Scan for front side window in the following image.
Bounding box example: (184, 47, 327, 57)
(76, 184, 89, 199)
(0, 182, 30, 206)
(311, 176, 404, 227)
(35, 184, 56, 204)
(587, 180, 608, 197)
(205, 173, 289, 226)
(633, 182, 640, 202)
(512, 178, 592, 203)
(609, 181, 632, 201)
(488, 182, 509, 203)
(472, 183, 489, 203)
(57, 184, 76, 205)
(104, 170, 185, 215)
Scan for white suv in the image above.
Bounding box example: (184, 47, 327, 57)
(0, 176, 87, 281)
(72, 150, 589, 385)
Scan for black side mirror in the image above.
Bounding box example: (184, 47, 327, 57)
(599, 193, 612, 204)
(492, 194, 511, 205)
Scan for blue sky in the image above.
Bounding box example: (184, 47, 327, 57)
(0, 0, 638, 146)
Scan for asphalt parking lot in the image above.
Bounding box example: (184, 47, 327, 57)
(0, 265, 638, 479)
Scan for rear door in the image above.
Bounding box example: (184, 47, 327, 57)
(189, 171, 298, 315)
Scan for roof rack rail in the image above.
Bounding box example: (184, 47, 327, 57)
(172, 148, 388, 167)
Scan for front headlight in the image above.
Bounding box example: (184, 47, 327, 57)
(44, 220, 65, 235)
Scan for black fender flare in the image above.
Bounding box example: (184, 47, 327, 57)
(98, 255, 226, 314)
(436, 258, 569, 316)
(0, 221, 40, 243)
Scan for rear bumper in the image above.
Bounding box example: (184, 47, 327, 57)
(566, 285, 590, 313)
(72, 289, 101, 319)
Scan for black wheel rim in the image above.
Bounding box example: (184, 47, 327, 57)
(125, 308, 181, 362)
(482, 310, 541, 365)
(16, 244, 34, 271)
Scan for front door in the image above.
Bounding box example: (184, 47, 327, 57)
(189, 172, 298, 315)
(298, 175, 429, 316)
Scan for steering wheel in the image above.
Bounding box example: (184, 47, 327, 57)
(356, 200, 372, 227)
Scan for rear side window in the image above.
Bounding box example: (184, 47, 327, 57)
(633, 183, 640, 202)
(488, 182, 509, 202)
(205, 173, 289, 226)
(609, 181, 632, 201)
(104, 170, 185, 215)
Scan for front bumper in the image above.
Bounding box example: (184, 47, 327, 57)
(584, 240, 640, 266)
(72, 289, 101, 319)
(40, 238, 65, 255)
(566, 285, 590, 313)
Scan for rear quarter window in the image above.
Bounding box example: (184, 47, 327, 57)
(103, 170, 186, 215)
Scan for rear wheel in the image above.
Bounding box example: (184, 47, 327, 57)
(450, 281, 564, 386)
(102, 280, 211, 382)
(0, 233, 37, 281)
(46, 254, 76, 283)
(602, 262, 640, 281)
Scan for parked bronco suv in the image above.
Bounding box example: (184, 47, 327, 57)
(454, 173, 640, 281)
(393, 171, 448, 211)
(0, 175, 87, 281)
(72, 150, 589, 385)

= = = =

▸ Problem to solve
After locating the line with "Scan for white suv in the image above." above, return that line and every later line through the one with "Scan for blue sky in the image above.", word for word and with nothing else.

▸ Response to the exercise
Scan for white suv in the image above.
Bounding box example: (184, 47, 327, 57)
(0, 176, 87, 281)
(72, 150, 589, 385)
Scan for black side mirror in the image above.
Bounding box example: (184, 47, 327, 57)
(599, 193, 612, 204)
(492, 194, 511, 205)
Scan for blue sky in the image above.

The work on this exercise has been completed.